= Set problem =
Please find every line in the rows below that contains the word "shadow", and copy each of those lines. Case counts when matching.

= Stored entries =
* * * * * * * * *

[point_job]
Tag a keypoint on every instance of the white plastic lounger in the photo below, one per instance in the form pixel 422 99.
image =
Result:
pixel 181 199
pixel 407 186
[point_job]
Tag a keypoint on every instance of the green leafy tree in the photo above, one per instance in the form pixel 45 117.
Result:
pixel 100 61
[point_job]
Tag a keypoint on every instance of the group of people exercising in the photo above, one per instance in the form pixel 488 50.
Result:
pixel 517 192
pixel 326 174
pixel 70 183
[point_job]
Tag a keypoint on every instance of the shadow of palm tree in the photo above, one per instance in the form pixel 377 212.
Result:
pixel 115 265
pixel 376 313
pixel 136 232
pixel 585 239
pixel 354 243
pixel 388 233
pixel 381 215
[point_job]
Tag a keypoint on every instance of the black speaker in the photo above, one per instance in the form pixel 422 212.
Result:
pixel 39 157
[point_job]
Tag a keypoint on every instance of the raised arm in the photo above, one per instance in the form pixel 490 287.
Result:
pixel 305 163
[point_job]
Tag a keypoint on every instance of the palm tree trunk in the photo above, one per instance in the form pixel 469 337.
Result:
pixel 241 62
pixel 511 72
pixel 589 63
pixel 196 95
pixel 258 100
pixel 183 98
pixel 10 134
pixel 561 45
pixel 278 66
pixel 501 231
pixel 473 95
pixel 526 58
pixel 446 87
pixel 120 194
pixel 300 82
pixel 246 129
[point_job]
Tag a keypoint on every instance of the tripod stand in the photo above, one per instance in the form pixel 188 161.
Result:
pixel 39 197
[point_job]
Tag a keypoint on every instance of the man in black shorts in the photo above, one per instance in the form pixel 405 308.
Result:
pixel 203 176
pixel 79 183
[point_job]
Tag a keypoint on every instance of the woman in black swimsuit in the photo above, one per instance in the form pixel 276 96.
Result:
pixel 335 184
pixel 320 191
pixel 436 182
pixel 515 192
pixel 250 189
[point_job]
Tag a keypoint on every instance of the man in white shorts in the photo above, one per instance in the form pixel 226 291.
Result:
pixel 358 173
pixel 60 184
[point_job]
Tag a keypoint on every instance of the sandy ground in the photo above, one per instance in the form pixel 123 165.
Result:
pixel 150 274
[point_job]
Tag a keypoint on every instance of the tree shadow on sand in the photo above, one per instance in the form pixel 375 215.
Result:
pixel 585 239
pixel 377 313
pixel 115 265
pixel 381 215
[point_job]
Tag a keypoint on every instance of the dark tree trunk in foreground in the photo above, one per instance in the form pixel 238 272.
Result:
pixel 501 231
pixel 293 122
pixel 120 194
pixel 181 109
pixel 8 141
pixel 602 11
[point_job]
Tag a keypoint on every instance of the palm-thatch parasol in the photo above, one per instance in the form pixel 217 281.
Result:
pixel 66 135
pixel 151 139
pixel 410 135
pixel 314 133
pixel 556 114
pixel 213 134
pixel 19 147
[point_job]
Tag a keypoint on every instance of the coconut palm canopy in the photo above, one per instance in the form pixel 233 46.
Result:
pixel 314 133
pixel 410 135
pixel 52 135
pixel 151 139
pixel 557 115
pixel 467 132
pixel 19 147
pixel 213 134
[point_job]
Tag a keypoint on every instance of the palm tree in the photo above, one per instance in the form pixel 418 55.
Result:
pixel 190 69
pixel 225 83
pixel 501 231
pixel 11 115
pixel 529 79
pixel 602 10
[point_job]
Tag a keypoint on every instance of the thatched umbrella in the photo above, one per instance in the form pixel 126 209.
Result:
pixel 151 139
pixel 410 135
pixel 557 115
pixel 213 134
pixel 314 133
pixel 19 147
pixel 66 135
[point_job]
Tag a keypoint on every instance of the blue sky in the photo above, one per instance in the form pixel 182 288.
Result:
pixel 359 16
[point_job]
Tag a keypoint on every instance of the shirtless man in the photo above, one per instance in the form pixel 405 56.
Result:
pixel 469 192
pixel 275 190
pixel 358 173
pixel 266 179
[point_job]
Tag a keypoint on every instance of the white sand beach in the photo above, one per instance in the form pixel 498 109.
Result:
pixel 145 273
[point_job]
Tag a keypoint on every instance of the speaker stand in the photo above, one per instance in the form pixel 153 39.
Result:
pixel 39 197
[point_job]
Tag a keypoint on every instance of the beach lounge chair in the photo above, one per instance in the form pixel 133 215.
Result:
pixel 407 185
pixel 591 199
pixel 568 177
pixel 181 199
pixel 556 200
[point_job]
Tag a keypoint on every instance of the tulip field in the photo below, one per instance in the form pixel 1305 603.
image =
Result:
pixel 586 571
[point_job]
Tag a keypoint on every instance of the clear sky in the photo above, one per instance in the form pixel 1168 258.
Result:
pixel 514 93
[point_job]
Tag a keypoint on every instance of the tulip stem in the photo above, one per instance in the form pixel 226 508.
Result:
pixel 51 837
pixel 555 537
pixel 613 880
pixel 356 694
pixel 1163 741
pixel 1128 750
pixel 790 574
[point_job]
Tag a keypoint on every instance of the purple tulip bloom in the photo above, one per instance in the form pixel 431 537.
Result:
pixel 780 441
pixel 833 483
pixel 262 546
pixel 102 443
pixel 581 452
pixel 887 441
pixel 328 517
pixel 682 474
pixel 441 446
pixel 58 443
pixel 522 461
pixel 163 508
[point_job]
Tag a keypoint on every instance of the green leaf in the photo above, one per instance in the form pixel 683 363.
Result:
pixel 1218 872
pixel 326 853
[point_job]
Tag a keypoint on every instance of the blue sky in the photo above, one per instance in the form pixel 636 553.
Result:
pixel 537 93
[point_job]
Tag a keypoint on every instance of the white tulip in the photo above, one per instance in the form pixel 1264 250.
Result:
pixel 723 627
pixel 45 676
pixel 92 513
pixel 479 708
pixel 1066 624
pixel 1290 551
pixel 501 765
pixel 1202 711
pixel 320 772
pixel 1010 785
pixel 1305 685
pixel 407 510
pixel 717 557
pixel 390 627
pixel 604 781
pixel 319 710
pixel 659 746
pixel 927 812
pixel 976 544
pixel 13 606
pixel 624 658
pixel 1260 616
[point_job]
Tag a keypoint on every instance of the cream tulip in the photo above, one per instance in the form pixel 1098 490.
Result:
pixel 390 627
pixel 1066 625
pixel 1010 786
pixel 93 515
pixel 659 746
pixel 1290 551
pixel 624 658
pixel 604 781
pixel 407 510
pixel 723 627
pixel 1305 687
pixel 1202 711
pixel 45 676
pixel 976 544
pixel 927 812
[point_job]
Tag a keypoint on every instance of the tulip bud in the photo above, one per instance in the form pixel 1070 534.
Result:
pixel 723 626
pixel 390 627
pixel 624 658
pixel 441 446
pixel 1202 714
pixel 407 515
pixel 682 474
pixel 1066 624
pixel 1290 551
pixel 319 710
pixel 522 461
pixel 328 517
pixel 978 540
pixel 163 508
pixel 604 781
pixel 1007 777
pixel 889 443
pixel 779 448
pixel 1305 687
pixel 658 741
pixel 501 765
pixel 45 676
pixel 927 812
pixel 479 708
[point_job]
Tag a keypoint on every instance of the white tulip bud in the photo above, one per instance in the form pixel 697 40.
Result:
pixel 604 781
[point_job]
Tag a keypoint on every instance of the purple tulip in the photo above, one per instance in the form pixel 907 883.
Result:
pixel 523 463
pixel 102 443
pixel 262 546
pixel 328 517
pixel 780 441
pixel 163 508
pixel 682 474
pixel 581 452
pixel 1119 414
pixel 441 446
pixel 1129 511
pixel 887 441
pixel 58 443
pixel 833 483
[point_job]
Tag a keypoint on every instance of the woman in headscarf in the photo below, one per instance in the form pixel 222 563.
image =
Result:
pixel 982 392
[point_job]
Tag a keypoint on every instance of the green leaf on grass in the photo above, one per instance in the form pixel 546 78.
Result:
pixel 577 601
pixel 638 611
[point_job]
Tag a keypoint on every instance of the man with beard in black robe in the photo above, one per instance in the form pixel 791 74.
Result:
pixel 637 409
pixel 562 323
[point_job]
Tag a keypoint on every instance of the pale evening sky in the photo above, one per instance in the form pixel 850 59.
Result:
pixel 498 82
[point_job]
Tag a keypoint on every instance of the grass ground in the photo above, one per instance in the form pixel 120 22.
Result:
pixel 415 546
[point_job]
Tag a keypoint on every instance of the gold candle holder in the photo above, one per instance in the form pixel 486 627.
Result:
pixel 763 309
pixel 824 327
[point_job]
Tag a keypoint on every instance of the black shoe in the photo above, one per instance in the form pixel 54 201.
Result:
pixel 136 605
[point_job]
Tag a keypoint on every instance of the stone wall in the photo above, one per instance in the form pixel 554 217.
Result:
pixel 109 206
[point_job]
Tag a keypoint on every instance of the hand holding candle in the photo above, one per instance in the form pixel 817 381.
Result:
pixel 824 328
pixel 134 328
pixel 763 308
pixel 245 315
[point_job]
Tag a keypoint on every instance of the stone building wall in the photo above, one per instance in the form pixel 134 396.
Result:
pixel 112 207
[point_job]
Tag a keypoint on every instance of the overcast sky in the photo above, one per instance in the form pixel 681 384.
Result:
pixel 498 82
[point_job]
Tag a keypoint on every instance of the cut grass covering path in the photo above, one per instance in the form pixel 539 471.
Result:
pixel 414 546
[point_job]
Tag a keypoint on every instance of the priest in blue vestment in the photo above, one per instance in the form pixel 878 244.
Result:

* * * * * * * * *

= Exercise output =
Tag a keypoint on every instance of the shadow of palm tree in the photo above, one per instance in the form pixel 377 212.
Tag a keypoint on every instance of the tree shadow on sand in the photo above, one per instance in the form pixel 375 215.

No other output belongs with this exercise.